DIRECTIONS:
1. Answer these questions from the blog post about a busy anniversary week:
(a) Where did the writer and Sean have ice cream on their anniversary?
(b) What bed size did they move from, and what size did they move to?
(c) In which state is the facility that offered to buy out the writer's contract?
2. From the blog post about a busy anniversary week, render this sentence in Spanish: "Coldstone ice cream makes everything better."
3. Extend the blog post about a busy anniversary week, picking up after its final sentence.

DOCUMENT EXCERPT:
Up and Down
It’s hard to remember where I left off writing.
Monday was mine and Sean’s two-year anniversary. We had a pretty good day, although we did have a spat. I honestly barely want to talk about it, because I feel silly. I overreacted badly to something pretty minor. But we ended up finishing the day out strong. We had ice cream at Coldstone. Coldstone ice cream makes everything better.
Tuesday was relatively uneventful. I just worked.
Yesterday, we had a very busy day.
I went for a drug screen for the new part-time job I picked up. It seemed to go OK. Then Sean and I went to my parents’ house and picked up our new bed and the kitchen cart. Before I get distracted, can I just say how nice it is to upgrade from a full-sized bed to a queen-sized bed? Oh man. The space we have. We can comfortably sleep with Zoe taking up her corner of the bed. It’s also great to actually have some back support, as we now have a box spring instead of two mattresses. My only complaint is that we need a mattress pad, because it’s not as cushy as I’m used to. I’m spoiled. 🙂
In ANY event, I was able to work for a few hours Wednesday. The facility in Virginia made a formal offer to buy my contract out. I was excited, as I was looking for a FT job anyway, and the devil you know is better than the devil you don’t.

(Records held in a dataset)

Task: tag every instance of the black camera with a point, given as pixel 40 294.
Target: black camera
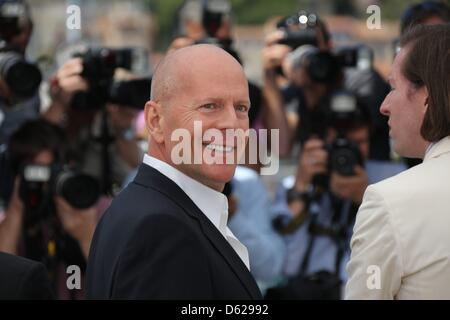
pixel 358 56
pixel 343 114
pixel 21 77
pixel 214 13
pixel 99 66
pixel 39 183
pixel 299 30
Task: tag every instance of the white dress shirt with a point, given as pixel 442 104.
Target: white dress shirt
pixel 211 202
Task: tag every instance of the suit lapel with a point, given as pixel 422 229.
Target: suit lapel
pixel 152 178
pixel 440 147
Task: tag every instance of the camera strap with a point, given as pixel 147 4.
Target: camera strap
pixel 337 232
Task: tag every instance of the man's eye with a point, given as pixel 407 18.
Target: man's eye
pixel 242 108
pixel 209 106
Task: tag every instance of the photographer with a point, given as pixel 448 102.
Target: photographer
pixel 19 97
pixel 210 22
pixel 292 91
pixel 315 209
pixel 52 212
pixel 100 112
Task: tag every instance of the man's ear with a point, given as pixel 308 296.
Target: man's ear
pixel 154 121
pixel 426 99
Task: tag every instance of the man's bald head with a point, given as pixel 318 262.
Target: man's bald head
pixel 170 74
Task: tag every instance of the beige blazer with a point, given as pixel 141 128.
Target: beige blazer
pixel 401 240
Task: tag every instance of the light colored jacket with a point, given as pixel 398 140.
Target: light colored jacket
pixel 401 240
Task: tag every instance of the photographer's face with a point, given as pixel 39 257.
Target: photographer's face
pixel 405 106
pixel 360 136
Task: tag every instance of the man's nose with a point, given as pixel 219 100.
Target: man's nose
pixel 228 118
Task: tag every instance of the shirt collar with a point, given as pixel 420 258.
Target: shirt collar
pixel 212 203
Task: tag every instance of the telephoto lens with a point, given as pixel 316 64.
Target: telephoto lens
pixel 21 77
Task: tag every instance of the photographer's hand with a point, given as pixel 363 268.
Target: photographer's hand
pixel 352 187
pixel 78 223
pixel 63 86
pixel 313 160
pixel 11 226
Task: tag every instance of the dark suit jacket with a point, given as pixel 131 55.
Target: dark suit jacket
pixel 155 243
pixel 22 278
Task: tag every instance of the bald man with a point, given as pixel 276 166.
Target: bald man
pixel 166 236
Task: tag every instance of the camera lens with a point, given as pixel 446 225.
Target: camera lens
pixel 22 78
pixel 81 191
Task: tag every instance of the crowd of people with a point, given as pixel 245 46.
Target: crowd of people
pixel 60 168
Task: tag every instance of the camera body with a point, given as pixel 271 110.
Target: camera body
pixel 38 185
pixel 99 66
pixel 342 116
pixel 299 30
pixel 21 77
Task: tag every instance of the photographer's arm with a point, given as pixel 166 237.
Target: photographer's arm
pixel 64 84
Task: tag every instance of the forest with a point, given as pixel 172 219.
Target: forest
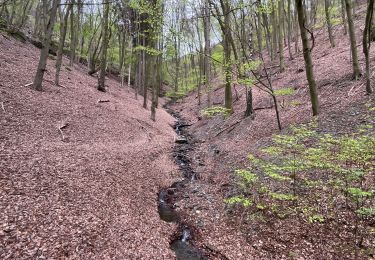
pixel 182 129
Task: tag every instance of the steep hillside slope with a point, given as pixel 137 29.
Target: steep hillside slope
pixel 93 194
pixel 224 143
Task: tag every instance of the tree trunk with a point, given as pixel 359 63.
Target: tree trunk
pixel 37 84
pixel 63 27
pixel 280 29
pixel 307 58
pixel 103 54
pixel 227 53
pixel 207 50
pixel 353 42
pixel 343 17
pixel 367 43
pixel 72 35
pixel 289 30
pixel 329 25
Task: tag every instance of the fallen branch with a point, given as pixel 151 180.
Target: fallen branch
pixel 61 127
pixel 103 101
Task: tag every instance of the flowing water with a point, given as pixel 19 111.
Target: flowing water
pixel 166 198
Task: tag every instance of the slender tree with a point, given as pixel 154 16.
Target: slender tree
pixel 353 42
pixel 63 27
pixel 103 55
pixel 328 21
pixel 367 42
pixel 307 58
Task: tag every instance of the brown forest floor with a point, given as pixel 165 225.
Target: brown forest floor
pixel 222 148
pixel 92 196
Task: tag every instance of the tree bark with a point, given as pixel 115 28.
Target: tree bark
pixel 207 50
pixel 307 58
pixel 103 55
pixel 63 27
pixel 38 79
pixel 353 42
pixel 280 29
pixel 367 43
pixel 329 24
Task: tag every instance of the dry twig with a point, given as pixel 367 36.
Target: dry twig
pixel 103 101
pixel 61 127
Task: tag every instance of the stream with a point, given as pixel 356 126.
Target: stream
pixel 168 197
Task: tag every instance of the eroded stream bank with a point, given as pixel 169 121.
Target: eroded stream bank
pixel 182 244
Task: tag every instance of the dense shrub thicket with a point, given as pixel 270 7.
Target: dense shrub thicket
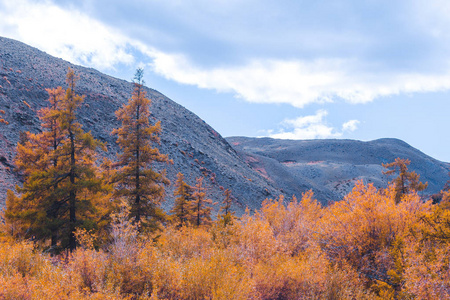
pixel 366 246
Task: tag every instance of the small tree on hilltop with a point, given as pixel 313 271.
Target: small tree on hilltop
pixel 136 180
pixel 406 182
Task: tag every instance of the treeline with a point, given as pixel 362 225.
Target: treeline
pixel 373 244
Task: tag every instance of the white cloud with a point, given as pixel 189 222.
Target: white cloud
pixel 307 127
pixel 70 35
pixel 351 125
pixel 311 127
pixel 78 38
pixel 299 82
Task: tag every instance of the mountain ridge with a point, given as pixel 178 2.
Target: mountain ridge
pixel 194 146
pixel 332 166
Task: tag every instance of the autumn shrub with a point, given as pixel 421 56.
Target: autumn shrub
pixel 362 228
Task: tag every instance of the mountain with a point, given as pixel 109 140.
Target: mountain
pixel 195 148
pixel 330 167
pixel 254 169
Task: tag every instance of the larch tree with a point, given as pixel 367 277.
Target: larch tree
pixel 136 180
pixel 38 208
pixel 61 177
pixel 406 182
pixel 181 208
pixel 227 215
pixel 200 211
pixel 2 120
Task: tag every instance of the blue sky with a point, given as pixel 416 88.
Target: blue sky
pixel 287 69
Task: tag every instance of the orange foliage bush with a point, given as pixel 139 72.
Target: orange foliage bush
pixel 366 246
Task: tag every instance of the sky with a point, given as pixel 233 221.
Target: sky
pixel 290 69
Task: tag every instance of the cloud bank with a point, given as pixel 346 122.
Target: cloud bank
pixel 298 81
pixel 312 127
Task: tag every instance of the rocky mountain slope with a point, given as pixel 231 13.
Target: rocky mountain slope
pixel 195 148
pixel 254 169
pixel 330 167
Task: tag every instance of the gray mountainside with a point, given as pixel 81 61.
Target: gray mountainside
pixel 331 167
pixel 254 169
pixel 195 148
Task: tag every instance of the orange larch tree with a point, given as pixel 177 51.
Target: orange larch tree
pixel 181 207
pixel 200 211
pixel 136 180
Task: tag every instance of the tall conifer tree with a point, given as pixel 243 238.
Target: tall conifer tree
pixel 200 211
pixel 60 173
pixel 181 208
pixel 136 180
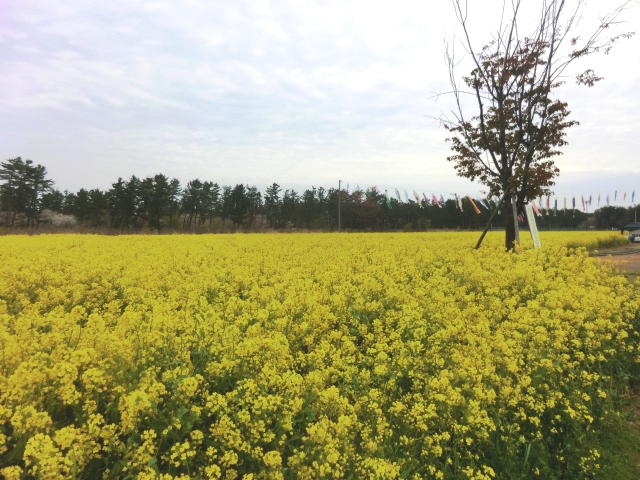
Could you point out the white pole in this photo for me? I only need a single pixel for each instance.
(339, 195)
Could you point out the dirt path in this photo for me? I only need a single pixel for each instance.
(626, 258)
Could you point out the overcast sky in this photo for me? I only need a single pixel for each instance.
(256, 92)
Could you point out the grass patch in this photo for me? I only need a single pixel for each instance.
(620, 442)
(600, 243)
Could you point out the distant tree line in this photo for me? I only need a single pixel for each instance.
(163, 204)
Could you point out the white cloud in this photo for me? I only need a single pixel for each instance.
(261, 91)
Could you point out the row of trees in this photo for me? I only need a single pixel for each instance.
(162, 204)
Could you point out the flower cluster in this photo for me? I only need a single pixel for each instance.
(307, 356)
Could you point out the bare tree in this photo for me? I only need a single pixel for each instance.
(509, 132)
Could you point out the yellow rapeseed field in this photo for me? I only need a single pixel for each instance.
(308, 356)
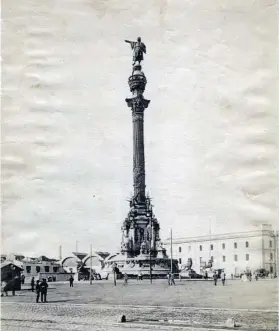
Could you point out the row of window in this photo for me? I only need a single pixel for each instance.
(38, 269)
(223, 246)
(235, 258)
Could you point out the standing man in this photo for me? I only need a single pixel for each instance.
(22, 279)
(172, 279)
(43, 288)
(38, 290)
(71, 280)
(169, 278)
(125, 279)
(223, 277)
(32, 284)
(215, 277)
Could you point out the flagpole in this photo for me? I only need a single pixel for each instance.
(91, 264)
(150, 236)
(171, 251)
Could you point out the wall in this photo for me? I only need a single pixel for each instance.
(234, 260)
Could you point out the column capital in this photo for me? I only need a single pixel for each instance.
(138, 103)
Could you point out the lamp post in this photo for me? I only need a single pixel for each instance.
(149, 230)
(114, 274)
(91, 264)
(171, 251)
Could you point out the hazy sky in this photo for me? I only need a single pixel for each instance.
(210, 129)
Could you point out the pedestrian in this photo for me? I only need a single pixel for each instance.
(172, 279)
(14, 283)
(169, 278)
(215, 277)
(125, 279)
(32, 284)
(22, 279)
(4, 289)
(71, 280)
(38, 290)
(223, 277)
(43, 290)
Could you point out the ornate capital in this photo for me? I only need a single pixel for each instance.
(138, 103)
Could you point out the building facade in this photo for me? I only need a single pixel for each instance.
(233, 252)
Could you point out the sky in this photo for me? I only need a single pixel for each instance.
(211, 133)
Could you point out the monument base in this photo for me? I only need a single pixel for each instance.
(140, 266)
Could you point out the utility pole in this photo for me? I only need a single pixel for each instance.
(171, 251)
(91, 264)
(150, 243)
(114, 274)
(60, 252)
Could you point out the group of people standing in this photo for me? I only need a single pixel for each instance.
(222, 276)
(41, 289)
(170, 277)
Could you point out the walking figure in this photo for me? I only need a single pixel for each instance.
(223, 277)
(22, 279)
(4, 289)
(125, 279)
(139, 277)
(38, 290)
(71, 280)
(32, 284)
(169, 278)
(172, 279)
(215, 277)
(43, 289)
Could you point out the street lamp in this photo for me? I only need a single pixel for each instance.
(149, 229)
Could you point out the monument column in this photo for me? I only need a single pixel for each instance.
(137, 103)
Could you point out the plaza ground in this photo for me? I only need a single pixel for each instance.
(190, 305)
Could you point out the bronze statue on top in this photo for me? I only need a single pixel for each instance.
(138, 49)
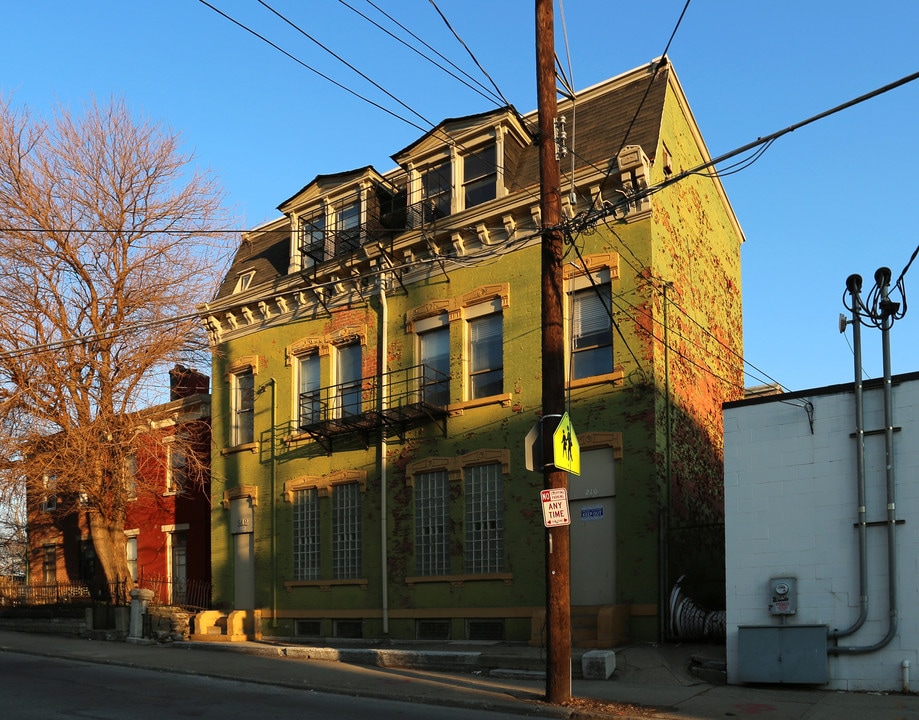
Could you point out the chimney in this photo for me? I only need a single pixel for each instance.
(185, 382)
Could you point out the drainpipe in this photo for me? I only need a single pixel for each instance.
(384, 539)
(274, 509)
(888, 308)
(854, 286)
(664, 527)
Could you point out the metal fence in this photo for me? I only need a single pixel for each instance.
(17, 593)
(189, 593)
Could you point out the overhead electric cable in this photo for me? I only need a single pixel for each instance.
(345, 62)
(474, 59)
(312, 69)
(481, 89)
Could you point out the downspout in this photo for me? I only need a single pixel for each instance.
(887, 310)
(274, 509)
(853, 286)
(664, 524)
(384, 538)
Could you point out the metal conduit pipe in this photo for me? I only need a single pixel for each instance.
(854, 286)
(383, 400)
(892, 568)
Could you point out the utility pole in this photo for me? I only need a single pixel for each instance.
(558, 583)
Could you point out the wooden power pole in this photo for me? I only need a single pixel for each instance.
(558, 583)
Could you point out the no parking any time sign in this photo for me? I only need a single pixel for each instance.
(555, 507)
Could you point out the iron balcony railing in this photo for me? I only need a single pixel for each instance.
(325, 244)
(395, 401)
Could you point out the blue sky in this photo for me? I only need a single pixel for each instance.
(831, 199)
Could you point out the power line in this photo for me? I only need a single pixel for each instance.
(609, 208)
(312, 69)
(345, 62)
(481, 89)
(471, 54)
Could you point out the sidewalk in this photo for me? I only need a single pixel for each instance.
(650, 683)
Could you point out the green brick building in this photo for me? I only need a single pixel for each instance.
(377, 368)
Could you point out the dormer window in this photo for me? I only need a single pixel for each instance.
(312, 239)
(480, 176)
(348, 226)
(437, 188)
(243, 281)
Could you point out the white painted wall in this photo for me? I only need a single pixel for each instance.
(791, 508)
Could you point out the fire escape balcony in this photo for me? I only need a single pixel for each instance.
(321, 244)
(393, 402)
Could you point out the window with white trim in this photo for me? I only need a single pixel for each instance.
(480, 176)
(49, 496)
(346, 531)
(348, 226)
(306, 534)
(484, 521)
(313, 240)
(177, 463)
(434, 355)
(242, 411)
(591, 331)
(49, 564)
(130, 548)
(432, 523)
(129, 476)
(349, 368)
(485, 350)
(437, 191)
(243, 281)
(309, 378)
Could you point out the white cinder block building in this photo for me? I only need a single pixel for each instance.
(809, 597)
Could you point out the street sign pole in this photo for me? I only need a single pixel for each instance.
(558, 594)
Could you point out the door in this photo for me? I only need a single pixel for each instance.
(592, 498)
(178, 568)
(241, 526)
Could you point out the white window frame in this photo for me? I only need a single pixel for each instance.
(483, 490)
(316, 413)
(176, 460)
(243, 281)
(130, 541)
(599, 284)
(347, 531)
(493, 172)
(239, 434)
(470, 315)
(436, 323)
(345, 405)
(432, 522)
(315, 225)
(49, 498)
(307, 535)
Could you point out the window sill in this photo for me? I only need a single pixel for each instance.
(459, 580)
(250, 447)
(614, 378)
(326, 585)
(456, 409)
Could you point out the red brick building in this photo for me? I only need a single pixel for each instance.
(167, 525)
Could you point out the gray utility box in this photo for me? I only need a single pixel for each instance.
(782, 654)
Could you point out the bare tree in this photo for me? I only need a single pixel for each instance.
(106, 246)
(13, 538)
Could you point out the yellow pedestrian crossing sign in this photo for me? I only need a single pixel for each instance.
(565, 449)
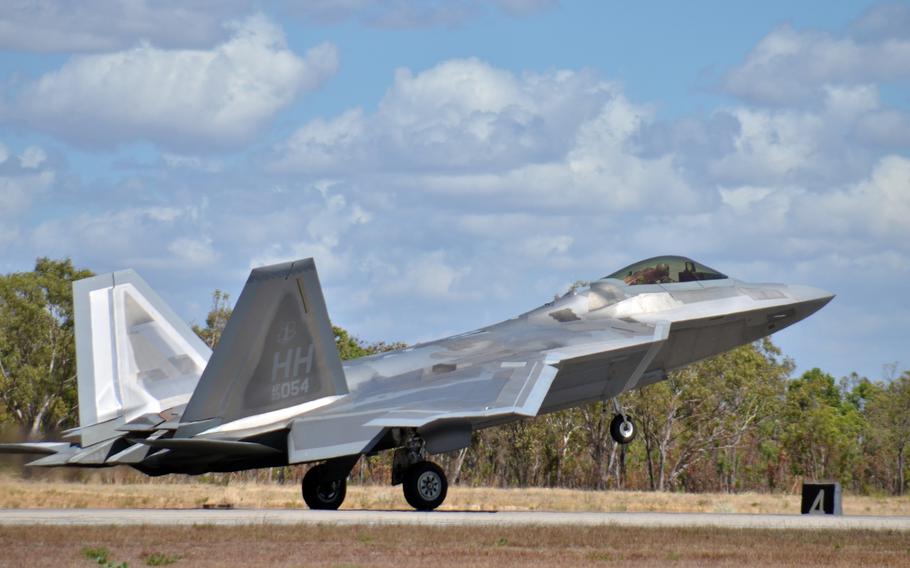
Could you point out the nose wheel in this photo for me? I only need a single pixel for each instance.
(623, 429)
(425, 486)
(321, 491)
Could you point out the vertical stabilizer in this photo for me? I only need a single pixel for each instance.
(277, 351)
(134, 355)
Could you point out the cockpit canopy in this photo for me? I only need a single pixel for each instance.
(664, 270)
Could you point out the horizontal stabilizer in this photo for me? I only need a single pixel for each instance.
(221, 447)
(35, 448)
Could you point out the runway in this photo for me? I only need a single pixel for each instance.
(237, 517)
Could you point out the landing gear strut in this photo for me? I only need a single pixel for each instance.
(424, 483)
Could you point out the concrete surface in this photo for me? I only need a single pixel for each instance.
(439, 518)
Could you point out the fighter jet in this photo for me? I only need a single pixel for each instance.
(275, 392)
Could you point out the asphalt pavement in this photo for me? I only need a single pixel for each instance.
(234, 517)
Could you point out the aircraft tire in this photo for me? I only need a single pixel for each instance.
(321, 493)
(623, 429)
(425, 486)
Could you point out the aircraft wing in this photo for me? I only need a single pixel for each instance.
(444, 401)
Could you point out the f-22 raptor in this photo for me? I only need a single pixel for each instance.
(275, 392)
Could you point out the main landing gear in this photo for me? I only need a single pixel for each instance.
(322, 490)
(424, 483)
(622, 428)
(425, 486)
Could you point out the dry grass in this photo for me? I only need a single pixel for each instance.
(17, 494)
(450, 546)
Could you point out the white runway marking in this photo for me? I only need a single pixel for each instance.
(167, 517)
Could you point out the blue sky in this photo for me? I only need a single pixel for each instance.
(450, 164)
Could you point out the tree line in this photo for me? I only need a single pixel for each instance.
(739, 421)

OUTPUTS IN ORDER:
1.
(a) Coldstone
(b) From a full-sized bed to a queen-sized bed
(c) Virginia

2. El helado de Coldstone lo mejora todo.

3.
We had friends over last night to play Munchkin. I was able to meet Tim’s new girlfriend, Abby. I really liked her! I also really liked Munchkin. I managed to win, and it was fun.
That night, after everyone left and work was done, I needed to install some updates and restart my computer. So I turned it off for the night.
I went to bed, rolled around, couldn’t sleep. Got back up. Figured I’d do some browsing for another set of sheets before the melatonin I took kicked in. Went to turn on my laptop…
…
I had to try to boot it three or four times. I finally booted it in safe mode and did a system restore. I checked my VPN for work and my Citrix applications, and it all worked. It was very frustrating, but I went to bed feeling better that I could at least work.
I got up this morning and went to go log-in to my applications.
They don’t work.
I contact IT. I contact Wanda. I contact Gary. I hear back from nobody for two hours. I contact Laura. I finally hear back from Gary four hours later, who goes through a bunch of stuff and tells me it’s something with my VPN settings, that he can’t help me (he’s super nice and tried really hard to help, so this doesn’t bother me). IT contacts me and tells me it’s not their problem; it’s Elekta’s. I say no, it IS your problem, it’s with my VPN through you guys. Wanda finally contacts me to tell me to put in a ticket (thanks, I did that) and that she’s leaving in 10 minutes. Srsly? Thanks.
IT’s been trying a few things, but they leave at 4:30. They started working on my problem at like 4.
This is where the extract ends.